Return every entry exactly.
DATA LISTING Block Start
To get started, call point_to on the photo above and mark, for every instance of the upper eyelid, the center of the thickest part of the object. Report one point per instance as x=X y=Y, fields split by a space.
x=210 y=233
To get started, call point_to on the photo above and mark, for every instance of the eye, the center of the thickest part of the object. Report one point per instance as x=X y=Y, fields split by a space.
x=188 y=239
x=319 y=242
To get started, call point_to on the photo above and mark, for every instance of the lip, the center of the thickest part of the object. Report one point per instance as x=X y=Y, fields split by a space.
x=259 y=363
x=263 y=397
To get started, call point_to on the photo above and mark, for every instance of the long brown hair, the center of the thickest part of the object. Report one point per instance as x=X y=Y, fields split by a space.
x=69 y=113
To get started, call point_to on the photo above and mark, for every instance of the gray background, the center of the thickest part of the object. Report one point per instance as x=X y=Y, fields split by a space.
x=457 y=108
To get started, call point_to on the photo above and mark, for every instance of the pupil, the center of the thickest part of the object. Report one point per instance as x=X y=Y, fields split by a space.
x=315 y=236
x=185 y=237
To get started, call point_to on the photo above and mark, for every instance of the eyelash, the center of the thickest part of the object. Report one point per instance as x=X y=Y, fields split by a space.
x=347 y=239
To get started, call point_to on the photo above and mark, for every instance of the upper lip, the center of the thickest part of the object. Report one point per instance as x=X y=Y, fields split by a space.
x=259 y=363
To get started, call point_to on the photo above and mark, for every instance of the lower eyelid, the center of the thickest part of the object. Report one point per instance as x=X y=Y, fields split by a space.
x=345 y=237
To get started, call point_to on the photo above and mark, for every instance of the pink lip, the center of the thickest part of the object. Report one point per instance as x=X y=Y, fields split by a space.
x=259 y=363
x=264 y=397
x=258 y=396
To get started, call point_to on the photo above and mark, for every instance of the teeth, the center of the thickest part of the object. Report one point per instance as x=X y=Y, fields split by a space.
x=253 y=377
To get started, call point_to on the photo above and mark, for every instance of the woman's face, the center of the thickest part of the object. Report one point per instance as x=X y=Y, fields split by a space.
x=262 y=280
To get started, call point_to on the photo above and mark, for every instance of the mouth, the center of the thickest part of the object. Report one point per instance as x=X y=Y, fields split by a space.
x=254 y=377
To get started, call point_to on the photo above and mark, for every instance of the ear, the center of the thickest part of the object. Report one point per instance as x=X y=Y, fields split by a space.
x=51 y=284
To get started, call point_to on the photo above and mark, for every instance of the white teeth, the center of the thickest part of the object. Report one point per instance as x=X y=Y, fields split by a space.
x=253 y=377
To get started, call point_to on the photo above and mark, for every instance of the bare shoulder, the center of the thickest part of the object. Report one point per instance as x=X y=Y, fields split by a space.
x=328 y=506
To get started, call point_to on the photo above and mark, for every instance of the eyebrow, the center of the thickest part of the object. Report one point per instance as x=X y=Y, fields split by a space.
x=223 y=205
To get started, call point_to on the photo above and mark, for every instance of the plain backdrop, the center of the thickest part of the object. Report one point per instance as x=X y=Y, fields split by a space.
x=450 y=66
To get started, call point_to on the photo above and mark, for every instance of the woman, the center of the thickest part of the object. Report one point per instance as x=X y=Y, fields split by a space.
DATA LISTING Block End
§ RESPONSE FOR THIS EXERCISE
To get started, call point_to on the photo above and mark, for every instance of the upper eyelid, the center of the thickest part of the object. Report one point per instance as x=X y=Y, fields split by a space.
x=210 y=233
To get started, call point_to on the photo above and mark, for every instance of the eye, the center of the thickest part of the object. Report one point per instance as x=X y=Y, fields split by a space.
x=188 y=239
x=319 y=242
To get started, call point_to on the photo above and mark, for every instance of the lip, the center of the thickest part of the object. Report one point per instance as x=X y=Y, fields split by a space.
x=259 y=363
x=263 y=397
To get started, call point_to on the photo above and mark, for every instance of the long brown hair, the center of the thickest part of the object. Report one point per instance as x=X y=Y, fields split by a space.
x=69 y=113
To get started, call point_to on the photo above and mark, for every instance of the gray background, the center of the thickest part of the object. Report one point per instance as x=X y=Y, fields split by a space.
x=457 y=108
To get started, call point_to on the photo above and mark, for every instance of the pupil, the center of the thickest part of the object. Report one point per instance as x=X y=Y, fields split by a space.
x=315 y=236
x=185 y=237
To get started, call point_to on the photo above and mark, for every instance of the eyelash, the center of the thickest part of the object. Report one point per instance as x=X y=Y, fields split by a space.
x=347 y=239
To get started, call point_to on the photo above and mark, for every instance of the upper lip, the center of the thickest part of the object. Report one point per instance as x=X y=Y, fields split by a space.
x=259 y=363
To get started, call point_to on the photo above and mark, for every instance of the lower eyelid, the center of the thickest part of the object. Report one point per instance as x=X y=Y, fields split by a space.
x=345 y=237
To get started, call point_to on the photo above and mark, for every instance of the pink lip, the center of the thickest part of the object. Report one point per instance as x=X y=Y, fields split by a space.
x=259 y=363
x=264 y=397
x=258 y=396
To get started, call point_to on the photo above and mark, for every instance of the teeth, the center of the thickest part of the object. Report one point per instance as x=X y=Y, fields split by a space.
x=253 y=377
To get started, call point_to on the photo above and mark, for every instance of the woman's face, the center of the thickest part of the object. Report one point per instance as x=X y=Y, fields split by a space.
x=262 y=280
To get started, call point_to on the photo above and mark, for every instance of the mouth, the center of the thickest part of the object. Report one point per instance as x=X y=Y, fields split by a space.
x=254 y=377
To get started, call point_to on the photo above and mark, for every instance of the ear, the center of the thickest part of the object. Report one point per instance as x=X y=Y, fields split by a space.
x=51 y=284
To get started, call point_to on the photo above and mark, for every instance of the white teeth, the center of the thickest part of the object. Report one point per instance as x=X y=Y, fields split by a space.
x=253 y=377
To get started, call point_to on the photo above and mark, for every instance of the bare shoulder, the center of the thickest part of the object. Report one point per instance as x=X y=Y, fields split by a space.
x=328 y=506
To get started, call point_to on the photo above and mark, for every instance of the eyebrow, the center of the thickest part of the object. Report one point per instance as x=X y=Y, fields split by a space.
x=223 y=205
To get started, call point_to on the photo above and mark, for every instance of the plain backdrop, the center of the thickest part of the object. Report one point per instance as x=X y=Y, fields split by a space.
x=450 y=66
To get started, call point_to on the photo above and mark, for every instance of the woman, the center of the thickest part of the object. Report one point per instance as x=X y=Y, fields split by a space.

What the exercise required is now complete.